§ PAGE TEXT
----
DavidVorick/db.md

## db.md

      
    Raw
  

              db.md
            
          
    ccdb

ccdb is a database that:

has buckets
is transactional
is ACID
has random access values (can read and write partial values)
has appendable values (can append to a value already stored in the database)
uses a hash table implementation for speed
is NOT sorted
requires O(1) disk accesses for all worst case single-element operations

Implementation:

ccdb is a hash table based database. When you create a bucket, you are actually
creating a hash table. As you add keys to the bucket, you add keys to the hash
table.
The hash table will directly store small elements, and contain pointers to the
data for large elements. If the key is large, the table will only store the hash
of the key instead of the full key, and the full key will be stored alongside
the value elsewhere in the file.
The hash table itself has 32 bytes per element, and a sparseness of 50%. This
means inserting small elements (less than 29 bytes) into the database has a cost
of about 64 bytes per element. Larger elements will have less overhead.
Hash Table Details

The hash table itself is broken into bins. Each bin is 1 page, or 4096
bytes. Each bin is broken down into 128 elements that are 32 bytes each. The
hash table aims for a sparseness of 50%, meaning in expectation about half of
the elements will have data in them, and the other half will be empty.
Bin Collisions

If there is a collision when adding a key to a bin, the key is put into the
next slot over in the bin. When looking for new slots, you wrap around to the
beginning of the bin. In the rare case that the bin is full, the next
bin is used to place the element. If that bin is full, keep going to the
next bin, and wrap around to the first bin if needed. Because of the
sparseness, you are guaranteed to find space eventually. It should be uncommon
that you need to scroll through bins for space.
----
§ RECORD LIST
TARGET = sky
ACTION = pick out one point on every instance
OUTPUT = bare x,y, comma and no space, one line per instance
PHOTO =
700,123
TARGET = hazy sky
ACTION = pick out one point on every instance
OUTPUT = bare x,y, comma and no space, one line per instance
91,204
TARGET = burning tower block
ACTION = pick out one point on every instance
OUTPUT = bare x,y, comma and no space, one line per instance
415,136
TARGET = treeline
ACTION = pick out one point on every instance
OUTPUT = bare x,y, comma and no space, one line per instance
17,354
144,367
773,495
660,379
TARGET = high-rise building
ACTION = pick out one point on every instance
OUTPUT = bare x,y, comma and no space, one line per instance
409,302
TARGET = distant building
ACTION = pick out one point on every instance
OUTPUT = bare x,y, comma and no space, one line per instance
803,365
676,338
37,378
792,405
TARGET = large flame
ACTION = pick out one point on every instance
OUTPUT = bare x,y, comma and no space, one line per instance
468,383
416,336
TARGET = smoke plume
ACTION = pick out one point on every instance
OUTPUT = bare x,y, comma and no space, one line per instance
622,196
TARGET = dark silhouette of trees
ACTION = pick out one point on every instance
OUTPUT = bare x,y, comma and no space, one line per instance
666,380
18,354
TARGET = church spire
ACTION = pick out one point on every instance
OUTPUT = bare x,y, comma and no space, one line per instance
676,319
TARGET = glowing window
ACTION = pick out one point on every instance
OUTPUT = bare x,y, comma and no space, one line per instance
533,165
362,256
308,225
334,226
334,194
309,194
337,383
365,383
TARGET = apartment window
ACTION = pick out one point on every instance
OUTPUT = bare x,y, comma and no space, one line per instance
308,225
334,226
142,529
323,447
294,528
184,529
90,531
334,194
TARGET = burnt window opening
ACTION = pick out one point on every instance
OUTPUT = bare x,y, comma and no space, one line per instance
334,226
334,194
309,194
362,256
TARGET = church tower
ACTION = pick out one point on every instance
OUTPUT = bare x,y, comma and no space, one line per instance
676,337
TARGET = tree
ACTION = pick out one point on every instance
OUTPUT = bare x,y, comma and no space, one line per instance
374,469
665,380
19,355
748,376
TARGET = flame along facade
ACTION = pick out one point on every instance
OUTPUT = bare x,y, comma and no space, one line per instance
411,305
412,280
----
§ WHAT IS ASKED
1: In the ccdb design notes, copy the passage from "ccdb is a hash" up to and including "have less overhead.".
2: Using the ccdb design notes, state whether each statement agrees with the text, answering yes or no and quoting the deciding words: (a) ccdb keeps its keys in sorted order. (b) Each bin of the hash table occupies 4096 bytes. (c) If a bin is full, the element is placed in the next bin.

§ TASK SOLUTIONS
1:
ccdb is a hash table based database. When you create a bucket, you are actually
creating a hash table. As you add keys to the bucket, you add keys to the hash
table.
The hash table will directly store small elements, and contain pointers to the
data for large elements. If the key is large, the table will only store the hash
of the key instead of the full key, and the full key will be stored alongside
the value elsewhere in the file.
The hash table itself has 32 bytes per element, and a sparseness of 50%. This
means inserting small elements (less than 29 bytes) into the database has a cost
of about 64 bytes per element. Larger elements will have less overhead.

2:
(a) No: "is NOT sorted"
(b) Yes: "Each bin is 1 page, or 4096 bytes."
(c) Yes: "In the rare case that the bin is full, the next bin is used to place the element."